• _SUPPLIED PASSAGE_
════════════════
Benchmarking a neural Lyapunov method

In this demonstration, we'll benchmark the neural Lyapunov method used in the policy search demo. In that demonstration, we searched for a neural network policy to stabilize the upright equilibrium of the inverted pendulum. Here, we will use the benchmark function to run approximately the same training, then check the performance the of the resulting controller and neural Lyapunov function by simulating the closed loop system to see (1) how well the controller drives the pendulum to the upright equilibrium, and (2) how well the neural Lyapunov function performs as a classifier of whether a state is in the region of attraction or not. These results will be represented by a confusion matrix using the simulation results as ground truth. (Keep in mind that training does no simulation.)
════════════════
• _EXERCISE BRIEF_
Carry the neural Lyapunov benchmarking text forward from its last sentence. The rows after the neural Lyapunov benchmarking text aren't needed here.
════════════════
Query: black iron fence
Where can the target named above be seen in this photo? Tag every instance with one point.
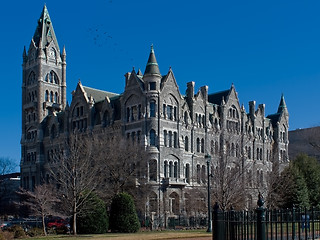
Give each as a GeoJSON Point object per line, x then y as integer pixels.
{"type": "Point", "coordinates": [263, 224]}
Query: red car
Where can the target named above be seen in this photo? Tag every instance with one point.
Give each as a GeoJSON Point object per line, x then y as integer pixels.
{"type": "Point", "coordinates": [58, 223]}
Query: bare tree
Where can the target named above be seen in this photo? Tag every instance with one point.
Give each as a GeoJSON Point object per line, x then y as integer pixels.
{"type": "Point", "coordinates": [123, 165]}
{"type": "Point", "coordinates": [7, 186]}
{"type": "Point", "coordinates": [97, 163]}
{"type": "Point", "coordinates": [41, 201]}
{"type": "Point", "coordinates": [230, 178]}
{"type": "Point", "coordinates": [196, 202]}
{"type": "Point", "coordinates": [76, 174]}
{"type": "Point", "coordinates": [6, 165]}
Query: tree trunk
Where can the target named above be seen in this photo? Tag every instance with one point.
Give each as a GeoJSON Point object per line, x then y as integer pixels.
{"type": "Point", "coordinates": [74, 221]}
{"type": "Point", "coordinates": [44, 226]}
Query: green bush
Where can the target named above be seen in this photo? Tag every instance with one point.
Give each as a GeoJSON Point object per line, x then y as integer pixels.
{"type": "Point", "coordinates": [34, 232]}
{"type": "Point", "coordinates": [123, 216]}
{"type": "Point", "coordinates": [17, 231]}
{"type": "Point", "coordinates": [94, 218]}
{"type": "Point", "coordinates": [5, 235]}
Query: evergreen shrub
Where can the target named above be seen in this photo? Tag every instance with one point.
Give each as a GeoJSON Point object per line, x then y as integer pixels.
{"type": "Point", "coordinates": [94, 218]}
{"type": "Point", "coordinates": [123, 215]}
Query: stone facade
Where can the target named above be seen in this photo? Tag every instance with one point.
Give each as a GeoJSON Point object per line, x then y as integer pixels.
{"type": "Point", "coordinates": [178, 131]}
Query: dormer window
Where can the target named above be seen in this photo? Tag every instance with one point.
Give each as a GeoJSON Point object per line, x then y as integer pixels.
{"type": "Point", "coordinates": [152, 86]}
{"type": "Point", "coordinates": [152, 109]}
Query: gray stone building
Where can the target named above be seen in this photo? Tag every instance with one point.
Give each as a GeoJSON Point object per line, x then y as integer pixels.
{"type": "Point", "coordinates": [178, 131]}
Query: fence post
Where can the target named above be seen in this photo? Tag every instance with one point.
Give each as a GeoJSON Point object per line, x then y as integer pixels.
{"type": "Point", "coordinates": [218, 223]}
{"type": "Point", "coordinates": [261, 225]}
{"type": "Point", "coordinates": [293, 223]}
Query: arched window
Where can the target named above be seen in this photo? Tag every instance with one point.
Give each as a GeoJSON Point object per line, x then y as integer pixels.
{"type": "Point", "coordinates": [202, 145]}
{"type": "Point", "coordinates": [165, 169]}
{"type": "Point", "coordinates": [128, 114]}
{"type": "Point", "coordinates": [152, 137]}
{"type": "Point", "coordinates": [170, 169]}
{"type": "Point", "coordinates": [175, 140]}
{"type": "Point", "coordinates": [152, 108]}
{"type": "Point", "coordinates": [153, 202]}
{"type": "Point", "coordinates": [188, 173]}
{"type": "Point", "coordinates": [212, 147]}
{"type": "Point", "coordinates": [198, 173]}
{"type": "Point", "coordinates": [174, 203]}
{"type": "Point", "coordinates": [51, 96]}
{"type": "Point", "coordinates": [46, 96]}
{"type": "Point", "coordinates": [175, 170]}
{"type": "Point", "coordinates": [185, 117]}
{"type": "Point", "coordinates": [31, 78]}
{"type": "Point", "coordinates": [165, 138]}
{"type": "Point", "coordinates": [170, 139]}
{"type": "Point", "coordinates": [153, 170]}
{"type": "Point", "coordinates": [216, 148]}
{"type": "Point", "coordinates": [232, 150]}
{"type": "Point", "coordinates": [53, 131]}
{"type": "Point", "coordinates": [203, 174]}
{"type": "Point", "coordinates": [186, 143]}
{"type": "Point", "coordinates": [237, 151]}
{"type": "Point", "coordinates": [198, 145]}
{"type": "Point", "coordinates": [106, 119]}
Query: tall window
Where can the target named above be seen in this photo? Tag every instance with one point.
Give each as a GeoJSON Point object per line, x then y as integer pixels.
════════════════
• _TASK OUTPUT_
Copy-Pastable Code

using NeuralPDE, NeuralLyapunov, Lux
using Boltz.Layers: PeriodicEmbedding
import OptimizationOptimisers, OptimizationOptimJL
using StableRNGs, Random

rng = StableRNG(0)
Random.seed!(200)

# Define dynamics and domain
function open_loop_pendulum_dynamics(x, u, p, t)
    θ, ω = x
    ζ, ω_0 = p
    τ = u[]
    return [ω, -2ζ * ω_0 * ω - ω_0^2 * sin(θ) + τ]
end

lb = Float32[0.0, -2.0];
ub = Float32[2π, 2.0];
upright_equilibrium = Float32[π, 0.0]
p = Float32[0.5, 1.0]
state_syms = [:θ, :ω]
parameter_syms = [:ζ, :ω_0]

# Define neural network discretization
# We use an input layer that is periodic with period 2π with respect to θ
dim_state = length(lb)
dim_hidden = 25
dim_phi = 3
dim_u = 1
dim_output = dim_phi + dim_u
chain = [Chain(
             PeriodicEmbedding([1], Float32[2π]),
             Dense(dim_state + 1, dim_hidden, tanh),
             Dense(dim_hidden, dim_hidden, tanh),
             Dense(dim_hidden, 1)
         ) for _ in 1:dim_output]
ps, st = Lux.setup(rng, chain)

# Define neural network discretization
strategy = QuasiRandomTraining(10000)

# Define neural Lyapunov structure
periodic_pos_def = function (state, fixed_point)
    θ, ω = state
    θ_eq, ω_eq = fixed_point
    return (sin(θ) - sin(θ_eq))^2 + (cos(θ) - cos(θ_eq))^2 + (ω - ω_eq)^2 / 10
end

structure = PositiveSemiDefiniteStructure(
    dim_phi;
    pos_def = (x, x0) -> log(1 + periodic_pos_def(x, x0))
)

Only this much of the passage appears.